**Activity:** This exercise asks for an exact transcription of every entry.

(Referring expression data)
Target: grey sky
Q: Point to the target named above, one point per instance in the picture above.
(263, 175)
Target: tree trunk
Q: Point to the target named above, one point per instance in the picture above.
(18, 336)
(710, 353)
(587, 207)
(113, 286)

**Problem solution:**
Target: grey sky
Q: Point to the target named above, one point per instance in the picture above.
(263, 175)
Target: tree trunk
Q: Point to the target named above, one point per instance in the picture above.
(18, 336)
(710, 353)
(587, 207)
(113, 286)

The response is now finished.